REQUIRED ACTIONS.
**1.** In the passage about Kolmogorov and information theory, who founded the theory of information, and in what year?
**2.** Continue the passage about Kolmogorov's work in information theory from the point where it stops.

*** SELECTED EXCERPT

From the mid-1950s, Kolmogorov was interested in the theory of information which had been founded by the American engineer and mathematician Claude Shannon in 1948, based on the theory of probability. By rigorously developing Shannon's ideas, Kolmogorov seeks to make the theory applicable in the very general framework of abstract spaces. Kolmogorov introduces the notion of $\varepsilon$-entropy which has become a classic tool in approximation theory in metric spaces. With his student Yakov Sinai he also introduced the notion of metric entropy of dynamical systems in the continuation of the KAM theory. They proved that the entropy of certain deterministic systems is not zero, anticipating the modern theory of chaos.
Information theory leads Kolmogorov to think anew about fundamental questions in probability in the 1960s. Using a very original algorithmic approach to randomness, he introduces the notion of “Kolmogorov complexity” to measure the random character of long sequences of numbers. In a way, Kolmogorov answers the philosophical questions that he raised thirty years before in his Grundbegriffe, yet taking a sort of an opposite view: his 1983 article, based on his 1970 presentation in Nice, sums up his thoughts by saying that the theory of probability must be based on the (algorithmic) theory of information, and not the other way around... Probably only the very founder of the modern theory of probability might have had the audacity to adopt such a point of view!

******
*** GIVEN INFORMATION

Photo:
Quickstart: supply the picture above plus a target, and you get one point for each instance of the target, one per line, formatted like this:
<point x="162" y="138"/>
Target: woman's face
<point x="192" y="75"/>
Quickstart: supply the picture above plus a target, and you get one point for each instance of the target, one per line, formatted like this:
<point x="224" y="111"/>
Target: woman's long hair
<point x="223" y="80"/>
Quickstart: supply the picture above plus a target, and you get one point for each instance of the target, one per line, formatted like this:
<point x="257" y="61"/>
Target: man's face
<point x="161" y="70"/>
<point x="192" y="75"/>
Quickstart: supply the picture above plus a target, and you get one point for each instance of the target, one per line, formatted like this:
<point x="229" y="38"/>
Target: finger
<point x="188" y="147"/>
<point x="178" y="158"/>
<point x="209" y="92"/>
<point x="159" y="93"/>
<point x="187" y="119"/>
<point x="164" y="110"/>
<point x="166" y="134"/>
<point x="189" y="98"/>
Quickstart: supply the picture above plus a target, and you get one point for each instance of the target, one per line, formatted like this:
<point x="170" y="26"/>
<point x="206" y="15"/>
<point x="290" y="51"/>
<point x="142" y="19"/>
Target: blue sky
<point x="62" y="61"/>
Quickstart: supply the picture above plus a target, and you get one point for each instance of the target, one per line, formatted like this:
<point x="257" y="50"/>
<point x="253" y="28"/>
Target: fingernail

******

SOLVED TASKS.
**1.** Claude Shannon founded it in 1948.

**2.**
Like most people of his generation, Kolmogorov feared the Party until his last day. His student Arnold testified that whenever he acted in a way that clearly contradicted his principles, he would say “someday, I will explain everything to you”. This behavior undoubtedly came from pressure from the authorities via his friend Alexandrov. Thus, under Brezhnev in 1974, he co-wrote with Alexandrov a Pravda article about the dissident writer Solzhenitsyn entitled “Betrayal cannot be forgiven”:
We have learned with great satisfaction that Solzhenitsyn has been deprived of Soviet citizenship and expelled from our country. The Soviet intelligentsia is characterized by its great civic conscience, its sense of duty to the people and the state, its respect for the traditions and emblems of the people, and its pride in the remarkable achievements of the Soviet people in building communism. In his creations, published in the West, A.~Solzhenitsyn blackens our social structure, desecrates the memory of those who perished in the battles of the Great Patriotic War and deliberately gives a distorted image of the life of the Soviet people. So it not only violates Soviet laws, it also violates the inner sanctum of our people. He put himself outside of our society. These kinds of people have no place in our country.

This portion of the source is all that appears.